**The tasks**
[1] Reproduce, character for character, the lines of the records starting at the line that contains "[trace] dark vertical post -> outlines" and ending at the line that contains "[[149,38],[149,0],[131,0],[132,44]]", with both of those lines included.
[2] Extend the post on recommendations for church planters, continuing from its final sentence.

-- START OF Page --

What to do Instead of Planting a Church with a Partner (Part 2)

Over the past week I have written a series of posts recommending that Church Planters not plant with an equal partner. This is final post of the series builds on my previous three posts.

Three Recommendations for Church Planters

Church Plant Coaching

1. Don’t Rush Leadership Plurality

Many of us who plant churches believe in plural leadership. We are committed to plurality because of the biblical teaching on elders.  But I have seen so many church plants go sideways because of bad leadership decisions early on. Assembling an internal elder team two years into a church plant can force a planter to install men as elders who are not at all ready for this role. Assembling an elder team two years into a church plant is normally a recipe for disaster because giving the title of elder is a lot easier than taking it away. For all of you nay-saying plurality lovers, I am not recommending dictatorial leadership. Plurality is the goal but my point is that you don’t have to be there in 5 minutes. Follow the advisory team structure that I refer to in my previous post for your first several years. This will be your plurality. In time you will build local plurality as men are tested over a period of years. And Remember – Church planting is a ten-year adventure rather than a three-year adventure so slow down!

-- END OF Page --
-- START OF Data supplied --

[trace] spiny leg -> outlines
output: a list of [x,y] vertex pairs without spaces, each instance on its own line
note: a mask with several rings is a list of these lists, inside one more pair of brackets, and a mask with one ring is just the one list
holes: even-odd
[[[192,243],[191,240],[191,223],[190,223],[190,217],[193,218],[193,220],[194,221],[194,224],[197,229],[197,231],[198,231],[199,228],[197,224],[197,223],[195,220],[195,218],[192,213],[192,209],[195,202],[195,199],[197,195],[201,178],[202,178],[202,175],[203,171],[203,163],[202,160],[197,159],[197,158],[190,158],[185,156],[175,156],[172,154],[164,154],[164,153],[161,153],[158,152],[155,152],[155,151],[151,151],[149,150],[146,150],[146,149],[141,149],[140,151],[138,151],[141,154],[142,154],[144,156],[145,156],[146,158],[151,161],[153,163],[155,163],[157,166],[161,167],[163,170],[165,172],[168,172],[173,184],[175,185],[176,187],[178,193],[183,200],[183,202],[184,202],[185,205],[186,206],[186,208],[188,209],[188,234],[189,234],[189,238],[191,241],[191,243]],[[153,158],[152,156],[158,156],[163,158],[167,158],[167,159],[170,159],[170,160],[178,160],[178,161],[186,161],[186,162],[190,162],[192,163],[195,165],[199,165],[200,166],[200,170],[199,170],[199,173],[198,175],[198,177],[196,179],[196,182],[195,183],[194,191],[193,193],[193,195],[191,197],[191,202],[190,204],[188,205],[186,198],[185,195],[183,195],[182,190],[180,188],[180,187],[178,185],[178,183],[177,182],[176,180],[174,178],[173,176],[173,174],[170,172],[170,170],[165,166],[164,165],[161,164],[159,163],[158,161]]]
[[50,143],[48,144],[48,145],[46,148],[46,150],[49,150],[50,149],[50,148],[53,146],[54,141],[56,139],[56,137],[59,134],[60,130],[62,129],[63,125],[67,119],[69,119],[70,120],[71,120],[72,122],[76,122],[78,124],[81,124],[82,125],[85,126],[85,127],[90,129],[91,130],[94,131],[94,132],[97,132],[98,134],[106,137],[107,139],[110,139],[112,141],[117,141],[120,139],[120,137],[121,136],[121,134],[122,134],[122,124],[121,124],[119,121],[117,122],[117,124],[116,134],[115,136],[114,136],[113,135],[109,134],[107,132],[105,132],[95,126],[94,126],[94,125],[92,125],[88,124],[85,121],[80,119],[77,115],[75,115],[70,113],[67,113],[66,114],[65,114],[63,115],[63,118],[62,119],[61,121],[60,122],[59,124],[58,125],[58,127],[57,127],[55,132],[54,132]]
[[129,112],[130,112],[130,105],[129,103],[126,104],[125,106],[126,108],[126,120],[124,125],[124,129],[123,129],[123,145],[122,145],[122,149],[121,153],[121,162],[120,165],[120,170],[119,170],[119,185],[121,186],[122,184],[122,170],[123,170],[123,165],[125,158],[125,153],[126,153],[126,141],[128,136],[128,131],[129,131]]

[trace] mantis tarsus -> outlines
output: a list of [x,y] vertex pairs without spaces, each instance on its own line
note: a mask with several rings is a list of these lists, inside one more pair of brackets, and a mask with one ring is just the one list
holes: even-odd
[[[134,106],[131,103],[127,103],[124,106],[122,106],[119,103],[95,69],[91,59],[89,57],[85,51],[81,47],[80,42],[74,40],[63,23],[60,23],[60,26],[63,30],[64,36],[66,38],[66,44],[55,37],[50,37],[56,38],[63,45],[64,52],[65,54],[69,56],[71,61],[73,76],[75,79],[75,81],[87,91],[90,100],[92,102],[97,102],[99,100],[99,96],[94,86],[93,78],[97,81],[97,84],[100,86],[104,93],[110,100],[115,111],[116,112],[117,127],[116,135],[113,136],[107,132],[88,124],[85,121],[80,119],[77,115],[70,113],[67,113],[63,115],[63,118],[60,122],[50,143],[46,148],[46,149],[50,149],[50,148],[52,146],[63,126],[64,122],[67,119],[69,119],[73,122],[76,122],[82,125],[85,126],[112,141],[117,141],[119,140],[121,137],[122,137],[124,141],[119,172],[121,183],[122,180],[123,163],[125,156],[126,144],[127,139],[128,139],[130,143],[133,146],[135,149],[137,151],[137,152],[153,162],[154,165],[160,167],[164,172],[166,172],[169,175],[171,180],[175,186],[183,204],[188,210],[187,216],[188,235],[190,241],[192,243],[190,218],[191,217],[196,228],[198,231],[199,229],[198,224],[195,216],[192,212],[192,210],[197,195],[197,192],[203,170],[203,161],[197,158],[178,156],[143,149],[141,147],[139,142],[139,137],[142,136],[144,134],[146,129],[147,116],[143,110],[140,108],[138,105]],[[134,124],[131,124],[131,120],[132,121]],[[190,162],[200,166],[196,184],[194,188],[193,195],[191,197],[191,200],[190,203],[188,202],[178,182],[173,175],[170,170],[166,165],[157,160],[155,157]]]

-- END OF Data supplied --
-- START OF Data supplied --

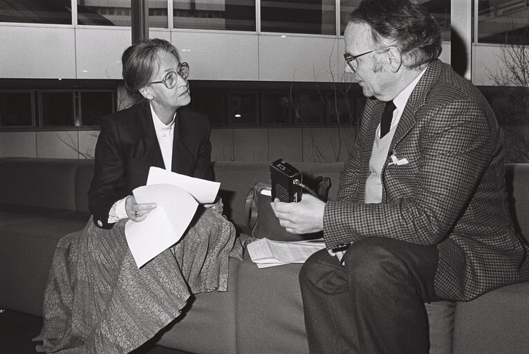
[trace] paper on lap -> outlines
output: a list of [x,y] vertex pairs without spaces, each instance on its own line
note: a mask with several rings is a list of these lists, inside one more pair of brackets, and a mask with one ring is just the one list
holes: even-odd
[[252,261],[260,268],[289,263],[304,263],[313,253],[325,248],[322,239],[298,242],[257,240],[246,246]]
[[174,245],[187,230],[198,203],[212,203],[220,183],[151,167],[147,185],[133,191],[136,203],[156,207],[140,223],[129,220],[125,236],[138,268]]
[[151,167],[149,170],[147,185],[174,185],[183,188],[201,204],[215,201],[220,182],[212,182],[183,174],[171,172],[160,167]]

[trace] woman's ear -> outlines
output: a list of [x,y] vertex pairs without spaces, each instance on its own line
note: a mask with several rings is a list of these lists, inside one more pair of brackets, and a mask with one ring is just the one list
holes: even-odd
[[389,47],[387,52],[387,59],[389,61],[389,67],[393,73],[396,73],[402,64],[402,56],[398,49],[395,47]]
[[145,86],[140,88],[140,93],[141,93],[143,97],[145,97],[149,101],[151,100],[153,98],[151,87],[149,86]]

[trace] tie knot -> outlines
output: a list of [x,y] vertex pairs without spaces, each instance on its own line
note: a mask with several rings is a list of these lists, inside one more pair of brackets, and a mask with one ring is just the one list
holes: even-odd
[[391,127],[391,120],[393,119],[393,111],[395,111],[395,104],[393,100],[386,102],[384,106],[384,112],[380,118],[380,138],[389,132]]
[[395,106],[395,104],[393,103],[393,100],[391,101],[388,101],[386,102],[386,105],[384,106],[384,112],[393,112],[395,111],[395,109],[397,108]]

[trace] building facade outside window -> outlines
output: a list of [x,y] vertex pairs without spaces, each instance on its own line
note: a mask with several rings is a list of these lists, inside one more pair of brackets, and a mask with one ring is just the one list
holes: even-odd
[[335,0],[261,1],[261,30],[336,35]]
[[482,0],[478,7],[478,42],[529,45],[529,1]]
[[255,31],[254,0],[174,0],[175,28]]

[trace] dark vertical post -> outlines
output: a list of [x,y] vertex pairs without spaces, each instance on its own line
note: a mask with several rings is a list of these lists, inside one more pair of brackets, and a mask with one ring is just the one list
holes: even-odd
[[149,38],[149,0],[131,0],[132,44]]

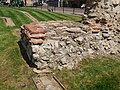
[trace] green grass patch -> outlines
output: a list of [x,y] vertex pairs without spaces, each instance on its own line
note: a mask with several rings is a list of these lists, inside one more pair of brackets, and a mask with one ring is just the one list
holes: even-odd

-- END OF Data supplied --

**Results of the exercise**
[1]
[trace] dark vertical post -> outlines
output: a list of [x,y] vertex pairs without spaces, each instance on its own line
note: a mask with several rings is a list of these lists, inside one more pair of brackets, and a mask with one ring is just the one list
holes: even-odd
[[149,38],[149,0],[131,0],[132,44]]

[2]
2. Hire Admin Help Prior to Ministry Staffing

John Maxwell used to say that the first person that a pastor should hire is an admin assistant. Seriously? Before any other hire? But think about it. Church planters do everything themselves.  We pick up the mail, print bulletins, return every email, pay all of the bills, deal with the legal stuff, and all kinds of other things that we never learned to do in Seminary.  Much of the work that we do as church planters has little to do with pastoring. By hiring some admin help early on you will free up a lot of hours to do pastoral ministry that you would otherwise spend doing 10-12 dollar an hour admin tasks. A church planter should spend as much time as possible doing ministry and delegate as much admin as possible to someone else who can do this. Invest a few hundred dollars a month in some admin help before paying another pastor a few thousand dollars a month.  Paying for admin help costs far less than paying for ministry staff. Admin help: Inexpensive. Freeing up 15 hours a week to spend more time with people: Priceless.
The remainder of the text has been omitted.